ACTIVITY
Copy the C-27J news article below word for word, in full.

Alenia Aermacchi, the Italian maker of the C-27J, is warning the U.S. government that it will refuse to support the aircraft it sold to the United States if the U.S. resells them to other nations. (Senior Master Sgt. David Lipp / Air Force)

 

Feb. 27, 2012 By VAGO MURADIAN – Defense news

 

SINGAPORE — In what analysts see as an unprecedented move, Alenia Aermacchi, the Italian maker of the C-27J, is warning the U.S. government that it will refuse to support the aircraft it sold to the United States if the U.S. resells them to other nations.

 

 

The move caught some U.S. officials by surprise and threatens to undermine American efforts to resell the planes on the international market, most likely to Australia, Canada or Taiwan.

 

Giuseppi Giordo, CEO of Alenia Aermacchi, explained his position in an interview at the Singapore Air Show here, before continuing on for meetings in Australia.

 

“Obviously, we don’t like the [U.S.] decision,” he said. “However, we respect it and we will try to mitigate any negative impacts from the cancellation of the C-27J.”

 

Giordo explained that the company would continue to support efforts to sell new C-27Js through the U.S. Foreign Military Sales program, but would exercise its contractual rights not to support the aircraft originally sold to the U.S. if those planes were resold on the international market, essentially competing with Giordo’s company.

 

“If they want to sell additional airplanes as FMS, we will support them, but not those 21 airplanes,” Giordo said. “In fact, we will do our best — not only us, but the Italian government — not to support those planes. In that case the U.S. government will be competing against our international campaigns in a market where 21 airplanes is a big deal.”

 

The U.S. Air Force announced it would end the program earlier this month after spending $1.6 billion for 21 aircraft, 12 of which have been delivered, four in final assembly and testing, and five in production. Officials have not specified plans for the C-27Js, and options include parking them in the desert for future use, transferring the planes to the Air Guard, Special Operations Command or another agency, such as Homeland Security, or reselling the aircraft internationally.

INFORMATION SUPPLIED

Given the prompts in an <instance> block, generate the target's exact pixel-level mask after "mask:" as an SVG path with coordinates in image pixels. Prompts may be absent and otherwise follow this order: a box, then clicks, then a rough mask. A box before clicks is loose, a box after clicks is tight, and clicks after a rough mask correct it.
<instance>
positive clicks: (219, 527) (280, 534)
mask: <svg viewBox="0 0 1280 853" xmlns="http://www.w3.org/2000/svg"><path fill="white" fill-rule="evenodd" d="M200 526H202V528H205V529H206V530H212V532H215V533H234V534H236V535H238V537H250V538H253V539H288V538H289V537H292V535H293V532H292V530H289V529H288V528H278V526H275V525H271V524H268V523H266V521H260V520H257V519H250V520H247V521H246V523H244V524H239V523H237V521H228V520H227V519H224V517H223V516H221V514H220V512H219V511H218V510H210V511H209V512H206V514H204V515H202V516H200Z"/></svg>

WRITTEN REPLY
Alenia Aermacchi, the Italian maker of the C-27J, is warning the U.S. government that it will refuse to support the aircraft it sold to the United States if the U.S. resells them to other nations. (Senior Master Sgt. David Lipp / Air Force)

 

Feb. 27, 2012 By VAGO MURADIAN – Defense news

 

SINGAPORE — In what analysts see as an unprecedented move, Alenia Aermacchi, the Italian maker of the C-27J, is warning the U.S. government that it will refuse to support the aircraft it sold to the United States if the U.S. resells them to other nations.

 

 

The move caught some U.S. officials by surprise and threatens to undermine American efforts to resell the planes on the international market, most likely to Australia, Canada or Taiwan.

 

Giuseppi Giordo, CEO of Alenia Aermacchi, explained his position in an interview at the Singapore Air Show here, before continuing on for meetings in Australia.

 

“Obviously, we don’t like the [U.S.] decision,” he said. “However, we respect it and we will try to mitigate any negative impacts from the cancellation of the C-27J.”

 

Giordo explained that the company would continue to support efforts to sell new C-27Js through the U.S. Foreign Military Sales program, but would exercise its contractual rights not to support the aircraft originally sold to the U.S. if those planes were resold on the international market, essentially competing with Giordo’s company.

 

“If they want to sell additional airplanes as FMS, we will support them, but not those 21 airplanes,” Giordo said. “In fact, we will do our best — not only us, but the Italian government — not to support those planes. In that case the U.S. government will be competing against our international campaigns in a market where 21 airplanes is a big deal.”

 

The U.S. Air Force announced it would end the program earlier this month after spending $1.6 billion for 21 aircraft, 12 of which have been delivered, four in final assembly and testing, and five in production. Officials have not specified plans for the C-27Js, and options include parking them in the desert for future use, transferring the planes to the Air Guard, Special Operations Command or another agency, such as Homeland Security, or reselling the aircraft internationally.